● PROBLEM STATEMENT: Render the records from the line containing "Task: place one pin on each instance of the small" through the final line as a JSON list of strings, one string per line, with blank lines omitted. Include no other lines.

-- begin RECORDS FOR THIS TASK --

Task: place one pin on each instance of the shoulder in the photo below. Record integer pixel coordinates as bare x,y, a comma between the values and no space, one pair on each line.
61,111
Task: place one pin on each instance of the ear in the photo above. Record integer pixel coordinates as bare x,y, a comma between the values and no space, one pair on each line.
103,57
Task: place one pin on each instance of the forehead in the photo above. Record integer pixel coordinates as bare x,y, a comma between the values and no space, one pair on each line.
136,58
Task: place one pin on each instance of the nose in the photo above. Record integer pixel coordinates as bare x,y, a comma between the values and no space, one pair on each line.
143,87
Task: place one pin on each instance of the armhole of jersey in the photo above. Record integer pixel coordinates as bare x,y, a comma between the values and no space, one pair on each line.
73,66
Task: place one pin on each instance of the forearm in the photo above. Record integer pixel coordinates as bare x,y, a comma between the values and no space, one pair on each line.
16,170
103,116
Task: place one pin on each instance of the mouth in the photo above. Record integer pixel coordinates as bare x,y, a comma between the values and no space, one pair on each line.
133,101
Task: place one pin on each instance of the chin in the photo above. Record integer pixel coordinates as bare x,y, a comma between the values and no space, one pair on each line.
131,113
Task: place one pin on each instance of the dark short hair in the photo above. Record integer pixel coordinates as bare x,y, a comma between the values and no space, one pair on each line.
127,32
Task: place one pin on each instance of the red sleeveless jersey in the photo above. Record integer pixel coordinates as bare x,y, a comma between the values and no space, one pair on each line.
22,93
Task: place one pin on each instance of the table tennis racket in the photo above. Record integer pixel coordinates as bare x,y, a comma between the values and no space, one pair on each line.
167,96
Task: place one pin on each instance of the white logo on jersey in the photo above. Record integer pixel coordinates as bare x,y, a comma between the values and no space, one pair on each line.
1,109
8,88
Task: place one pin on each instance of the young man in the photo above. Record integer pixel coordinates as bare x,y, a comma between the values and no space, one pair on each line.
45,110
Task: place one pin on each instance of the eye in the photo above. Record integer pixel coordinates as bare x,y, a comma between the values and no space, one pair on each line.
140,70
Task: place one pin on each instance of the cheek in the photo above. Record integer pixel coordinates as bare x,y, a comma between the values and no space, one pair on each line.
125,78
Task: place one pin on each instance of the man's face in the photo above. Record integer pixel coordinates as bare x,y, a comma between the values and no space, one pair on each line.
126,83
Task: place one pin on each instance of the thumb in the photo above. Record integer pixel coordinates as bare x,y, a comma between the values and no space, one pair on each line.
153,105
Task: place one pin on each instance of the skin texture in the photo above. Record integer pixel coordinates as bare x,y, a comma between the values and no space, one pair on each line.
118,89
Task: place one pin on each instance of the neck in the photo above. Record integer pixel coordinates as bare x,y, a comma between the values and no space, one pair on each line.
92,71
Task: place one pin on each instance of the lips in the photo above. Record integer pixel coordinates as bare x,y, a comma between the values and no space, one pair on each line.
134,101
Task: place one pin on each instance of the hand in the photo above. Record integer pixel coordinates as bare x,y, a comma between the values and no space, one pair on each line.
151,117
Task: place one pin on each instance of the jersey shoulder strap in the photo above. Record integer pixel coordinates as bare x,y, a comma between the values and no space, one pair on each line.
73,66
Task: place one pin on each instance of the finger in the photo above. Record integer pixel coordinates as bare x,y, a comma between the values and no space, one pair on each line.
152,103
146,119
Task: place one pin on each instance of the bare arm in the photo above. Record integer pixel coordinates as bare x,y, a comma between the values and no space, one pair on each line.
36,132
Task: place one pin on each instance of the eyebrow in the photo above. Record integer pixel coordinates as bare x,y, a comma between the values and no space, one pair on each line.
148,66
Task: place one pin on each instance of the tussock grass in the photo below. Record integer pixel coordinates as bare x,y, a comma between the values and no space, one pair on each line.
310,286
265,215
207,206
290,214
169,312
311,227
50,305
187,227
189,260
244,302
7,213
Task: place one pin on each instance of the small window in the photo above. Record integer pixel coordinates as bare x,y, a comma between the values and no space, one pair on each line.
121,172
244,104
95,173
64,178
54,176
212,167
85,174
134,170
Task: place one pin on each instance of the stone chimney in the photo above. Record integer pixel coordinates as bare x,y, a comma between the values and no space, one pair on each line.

-- end RECORDS FOR THIS TASK --

● TASK SOLUTION:
[
  "Task: place one pin on each instance of the small window in the photo above. Record integer pixel coordinates as bare x,y, a comma between the values and no space, one pair on each line.",
  "121,172",
  "244,104",
  "95,173",
  "64,178",
  "54,176",
  "212,167",
  "85,174",
  "134,170",
  "Task: place one pin on each instance of the stone chimney in the photo above. Record integer pixel coordinates as bare x,y, a comma between the values and no space, one pair on each line."
]